甲级PAT 1006 Sign In and Sign Out

1006 Sign In and Sign Out (25)(25 分)

At the beginning of every day, the first person who signs in the computer room will unlock the door, and the last one who signs out will lock the door. Given the records of signing in’s and out’s, you are supposed to find the ones who have unlocked and locked the door on that day.

Input Specification:

Each input file contains one test case. Each case contains the records for one day. The case starts with a positive integer M, which is the total number of records, followed by M lines, each in the format:

ID_number Sign_in_time Sign_out_time

where times are given in the format HH:MM:SS, and ID number is a string with no more than 15 characters.

Output Specification:

For each test case, output in one line the ID numbers of the persons who have unlocked and locked the door on that day. The two ID numbers must be separated by one space.

Note: It is guaranteed that the records are consistent. That is, the sign in time must be earlier than the sign out time for each person, and there are no two persons sign in or out at the same moment.

Sample Input:

3
CS301111 15:30:28 17:00:10
SC3021234 08:00:00 11:25:25
CS301133 21:45:00 21:58:40

Sample Output:

SC3021234 CS301133

题目要求: 

输入M个人一天内的进门以及出门时间,找出最早进门和最晚出门的人。输出他们的姓名,最后不能有空格

解题思路:

这里很明显用结构体排序很方便,第一种排序按进门时间从小到大,输出第一位的姓名。第二种排序按出门时间从小到大,输出最后一位的姓名。排序的比较是将HH:MM:SS对应的字符串HH,MM,SS通过stringstream转化为对应的数字。

注意:

使用sstream时有坑。刚开始使用stringstream只是每次转化后用了clear()函数以为就可以清空缓存,然而ss.clear(); 它并不清空任何内容,它只是重置了流的状态标志而已! ss.str(“”);  这样才是清空stringstream的缓冲,重复使用内存消耗也不再增加。

所以没有用ss.str(“”)之前:

《甲级PAT 1006 Sign In and Sign Out》

使用ss.str(“”)之后

《甲级PAT 1006 Sign In and Sign Out》

完整代码:(虽然很不简洁,但是简单哇)
# # # # #
### 任务目标 1
列出这篇题解的样例输入中出现的所有 ID 编号。
这篇题解和记录出自不同的来源。

(存储数据)
# # # # #
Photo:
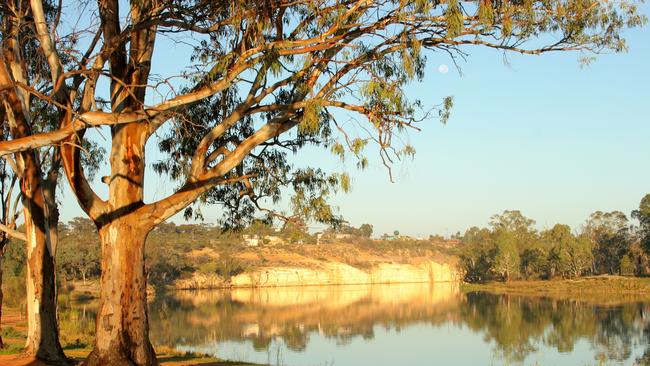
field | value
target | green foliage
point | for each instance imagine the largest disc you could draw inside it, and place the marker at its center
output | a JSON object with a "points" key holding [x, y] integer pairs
{"points": [[643, 215], [78, 253], [512, 248], [506, 255]]}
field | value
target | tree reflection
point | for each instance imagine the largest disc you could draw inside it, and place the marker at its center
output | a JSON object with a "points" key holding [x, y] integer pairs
{"points": [[516, 327]]}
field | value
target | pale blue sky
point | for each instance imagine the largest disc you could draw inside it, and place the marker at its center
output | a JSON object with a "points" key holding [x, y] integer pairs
{"points": [[539, 134]]}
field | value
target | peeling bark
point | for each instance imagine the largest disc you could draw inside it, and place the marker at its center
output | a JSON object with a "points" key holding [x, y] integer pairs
{"points": [[122, 322], [1, 293], [42, 331]]}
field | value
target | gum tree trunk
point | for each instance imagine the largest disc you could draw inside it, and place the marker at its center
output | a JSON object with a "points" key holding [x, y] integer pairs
{"points": [[42, 331], [1, 294], [122, 323]]}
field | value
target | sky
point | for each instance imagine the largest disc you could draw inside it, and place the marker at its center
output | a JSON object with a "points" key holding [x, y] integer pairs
{"points": [[539, 134]]}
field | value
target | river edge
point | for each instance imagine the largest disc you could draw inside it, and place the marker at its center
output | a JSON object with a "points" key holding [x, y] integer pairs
{"points": [[598, 290]]}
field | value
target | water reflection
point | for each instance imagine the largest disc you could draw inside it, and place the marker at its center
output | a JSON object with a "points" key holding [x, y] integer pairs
{"points": [[399, 324], [293, 313]]}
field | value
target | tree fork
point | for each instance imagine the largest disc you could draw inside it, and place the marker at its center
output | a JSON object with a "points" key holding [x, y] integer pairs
{"points": [[122, 329]]}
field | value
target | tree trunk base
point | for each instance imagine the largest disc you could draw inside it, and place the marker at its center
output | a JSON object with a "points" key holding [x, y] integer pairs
{"points": [[119, 357]]}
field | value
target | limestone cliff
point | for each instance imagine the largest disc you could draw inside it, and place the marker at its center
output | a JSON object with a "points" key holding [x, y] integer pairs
{"points": [[329, 273]]}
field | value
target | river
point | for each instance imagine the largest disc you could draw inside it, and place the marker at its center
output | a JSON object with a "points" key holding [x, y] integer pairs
{"points": [[405, 324]]}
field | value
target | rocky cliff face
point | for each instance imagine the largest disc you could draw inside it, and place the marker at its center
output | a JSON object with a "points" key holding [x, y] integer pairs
{"points": [[330, 274]]}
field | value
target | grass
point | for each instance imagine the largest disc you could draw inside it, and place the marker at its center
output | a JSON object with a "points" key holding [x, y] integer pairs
{"points": [[594, 289], [79, 350]]}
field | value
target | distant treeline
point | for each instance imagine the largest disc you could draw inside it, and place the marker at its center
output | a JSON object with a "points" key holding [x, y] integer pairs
{"points": [[168, 250], [511, 248]]}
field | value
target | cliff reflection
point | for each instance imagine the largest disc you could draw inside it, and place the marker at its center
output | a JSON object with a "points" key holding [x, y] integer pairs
{"points": [[292, 313], [515, 327]]}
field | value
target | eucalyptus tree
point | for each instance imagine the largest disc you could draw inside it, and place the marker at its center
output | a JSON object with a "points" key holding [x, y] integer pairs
{"points": [[643, 215], [270, 77], [609, 233], [8, 214], [38, 171], [25, 78]]}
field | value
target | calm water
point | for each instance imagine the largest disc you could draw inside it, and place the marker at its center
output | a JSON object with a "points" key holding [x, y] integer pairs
{"points": [[409, 324]]}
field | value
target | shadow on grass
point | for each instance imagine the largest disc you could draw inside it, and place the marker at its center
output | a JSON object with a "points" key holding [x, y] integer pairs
{"points": [[191, 360]]}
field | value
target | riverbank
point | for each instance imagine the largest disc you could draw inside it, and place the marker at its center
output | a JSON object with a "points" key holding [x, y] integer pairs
{"points": [[604, 289]]}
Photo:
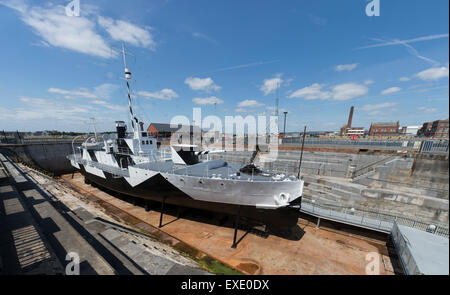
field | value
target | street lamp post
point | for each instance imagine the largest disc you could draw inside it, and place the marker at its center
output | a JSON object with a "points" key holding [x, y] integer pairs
{"points": [[284, 130]]}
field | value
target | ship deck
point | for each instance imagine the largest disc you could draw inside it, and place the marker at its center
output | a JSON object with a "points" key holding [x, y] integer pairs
{"points": [[326, 250]]}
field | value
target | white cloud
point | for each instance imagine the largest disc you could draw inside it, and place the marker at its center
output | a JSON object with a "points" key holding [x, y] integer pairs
{"points": [[397, 42], [205, 37], [374, 107], [206, 84], [103, 91], [347, 67], [164, 94], [344, 91], [434, 73], [130, 33], [81, 33], [311, 92], [427, 110], [348, 91], [56, 29], [79, 93], [249, 103], [270, 85], [390, 90], [207, 101]]}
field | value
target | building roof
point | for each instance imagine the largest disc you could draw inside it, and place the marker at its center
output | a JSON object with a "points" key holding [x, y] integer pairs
{"points": [[385, 124]]}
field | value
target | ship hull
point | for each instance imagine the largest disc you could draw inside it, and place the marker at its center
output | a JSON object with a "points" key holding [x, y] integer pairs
{"points": [[158, 189]]}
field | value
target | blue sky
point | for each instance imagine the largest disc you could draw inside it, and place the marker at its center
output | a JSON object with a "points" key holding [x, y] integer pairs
{"points": [[227, 57]]}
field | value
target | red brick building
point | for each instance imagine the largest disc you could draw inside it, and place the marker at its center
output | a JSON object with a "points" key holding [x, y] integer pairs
{"points": [[437, 129], [384, 129]]}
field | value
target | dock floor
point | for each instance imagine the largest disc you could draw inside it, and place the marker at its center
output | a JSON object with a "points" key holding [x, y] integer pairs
{"points": [[314, 250]]}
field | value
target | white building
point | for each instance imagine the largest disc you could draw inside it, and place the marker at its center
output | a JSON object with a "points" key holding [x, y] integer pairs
{"points": [[410, 130]]}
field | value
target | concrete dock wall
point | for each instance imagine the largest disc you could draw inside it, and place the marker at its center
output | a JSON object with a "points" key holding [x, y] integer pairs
{"points": [[50, 157]]}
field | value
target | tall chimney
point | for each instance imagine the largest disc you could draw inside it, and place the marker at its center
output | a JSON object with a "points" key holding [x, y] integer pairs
{"points": [[350, 117]]}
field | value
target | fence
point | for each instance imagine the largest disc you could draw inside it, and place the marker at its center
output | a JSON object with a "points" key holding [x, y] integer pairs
{"points": [[377, 220], [430, 146]]}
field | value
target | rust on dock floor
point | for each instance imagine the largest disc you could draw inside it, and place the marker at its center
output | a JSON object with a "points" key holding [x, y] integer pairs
{"points": [[317, 251]]}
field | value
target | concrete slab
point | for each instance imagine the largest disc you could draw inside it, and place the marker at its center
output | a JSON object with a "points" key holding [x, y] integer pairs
{"points": [[429, 252]]}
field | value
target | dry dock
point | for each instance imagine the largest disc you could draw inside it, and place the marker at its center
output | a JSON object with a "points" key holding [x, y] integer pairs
{"points": [[311, 250]]}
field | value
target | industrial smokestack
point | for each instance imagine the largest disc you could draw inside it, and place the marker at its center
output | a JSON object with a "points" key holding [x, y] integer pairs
{"points": [[350, 117]]}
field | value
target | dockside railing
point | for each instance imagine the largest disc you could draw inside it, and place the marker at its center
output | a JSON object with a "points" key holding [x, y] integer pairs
{"points": [[376, 220]]}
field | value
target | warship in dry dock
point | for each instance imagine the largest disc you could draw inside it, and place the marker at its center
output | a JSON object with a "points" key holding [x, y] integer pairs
{"points": [[133, 165]]}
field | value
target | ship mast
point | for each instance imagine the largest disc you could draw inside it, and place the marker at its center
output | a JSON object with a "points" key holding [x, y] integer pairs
{"points": [[128, 77]]}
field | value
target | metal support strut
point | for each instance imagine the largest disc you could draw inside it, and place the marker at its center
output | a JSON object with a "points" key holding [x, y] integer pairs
{"points": [[236, 226], [162, 212]]}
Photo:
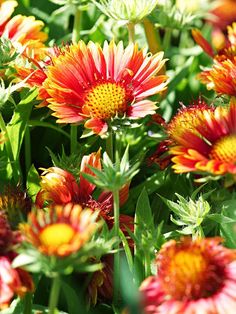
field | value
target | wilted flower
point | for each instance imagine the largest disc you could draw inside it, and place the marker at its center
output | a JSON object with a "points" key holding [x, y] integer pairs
{"points": [[94, 84], [62, 230], [127, 11], [15, 203], [13, 281], [58, 186], [204, 139], [193, 277]]}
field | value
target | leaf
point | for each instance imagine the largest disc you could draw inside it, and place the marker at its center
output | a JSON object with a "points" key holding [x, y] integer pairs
{"points": [[16, 127], [228, 229], [143, 209], [32, 183]]}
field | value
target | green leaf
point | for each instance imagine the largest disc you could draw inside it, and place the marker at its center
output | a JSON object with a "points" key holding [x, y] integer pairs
{"points": [[16, 127], [32, 183], [228, 229], [143, 209]]}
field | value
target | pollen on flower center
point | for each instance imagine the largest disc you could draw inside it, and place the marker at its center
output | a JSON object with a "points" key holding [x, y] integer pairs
{"points": [[190, 276], [56, 234], [225, 149], [105, 100]]}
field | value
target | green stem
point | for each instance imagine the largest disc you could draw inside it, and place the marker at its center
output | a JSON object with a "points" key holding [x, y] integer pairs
{"points": [[166, 39], [28, 303], [54, 294], [147, 265], [27, 149], [109, 145], [116, 206], [131, 30], [152, 35], [15, 170], [77, 25], [73, 139]]}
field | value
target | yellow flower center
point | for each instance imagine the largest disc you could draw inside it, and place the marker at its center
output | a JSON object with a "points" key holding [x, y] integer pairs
{"points": [[56, 234], [225, 149], [105, 100]]}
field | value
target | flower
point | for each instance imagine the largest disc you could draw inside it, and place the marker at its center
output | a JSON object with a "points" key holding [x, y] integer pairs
{"points": [[60, 231], [193, 277], [12, 281], [222, 77], [23, 31], [94, 84], [132, 11], [15, 203], [6, 10], [204, 139], [58, 186], [6, 234]]}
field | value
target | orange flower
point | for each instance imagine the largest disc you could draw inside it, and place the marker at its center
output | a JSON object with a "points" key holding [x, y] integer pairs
{"points": [[6, 10], [12, 281], [204, 139], [193, 277], [62, 230], [94, 84]]}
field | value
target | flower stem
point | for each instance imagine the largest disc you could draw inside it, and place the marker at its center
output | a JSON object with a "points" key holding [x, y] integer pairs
{"points": [[15, 170], [116, 206], [54, 294], [27, 149], [73, 139], [28, 303], [152, 35], [109, 145], [166, 39], [77, 25], [131, 30]]}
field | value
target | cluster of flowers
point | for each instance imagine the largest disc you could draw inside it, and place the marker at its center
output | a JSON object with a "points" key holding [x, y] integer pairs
{"points": [[94, 85]]}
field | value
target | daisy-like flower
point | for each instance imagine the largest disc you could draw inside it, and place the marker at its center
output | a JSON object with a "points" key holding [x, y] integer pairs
{"points": [[94, 84], [193, 277], [59, 187], [204, 139], [62, 230]]}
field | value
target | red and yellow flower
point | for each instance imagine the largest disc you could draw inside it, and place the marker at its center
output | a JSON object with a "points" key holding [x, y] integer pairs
{"points": [[23, 31], [62, 230], [204, 139], [193, 277], [94, 84], [58, 186]]}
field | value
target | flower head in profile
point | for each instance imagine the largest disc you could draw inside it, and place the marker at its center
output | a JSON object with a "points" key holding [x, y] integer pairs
{"points": [[13, 281], [131, 11], [62, 230], [204, 139], [93, 84], [193, 277], [25, 32], [60, 187]]}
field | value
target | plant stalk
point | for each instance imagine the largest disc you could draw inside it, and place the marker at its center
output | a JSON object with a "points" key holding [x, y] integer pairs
{"points": [[77, 25], [54, 294], [116, 206], [152, 35], [15, 170], [109, 145], [28, 303], [131, 31], [73, 139]]}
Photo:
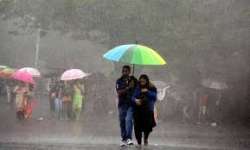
# # # # #
### 任务目标 2
找出记录中所有含有字符串“stem”的行，把这些行逐一照抄出来，区分大小写。

### 输出结果 1
CS301111、SC3021234、CS301133

### 输出结果 2
target | green stem
target | flower stem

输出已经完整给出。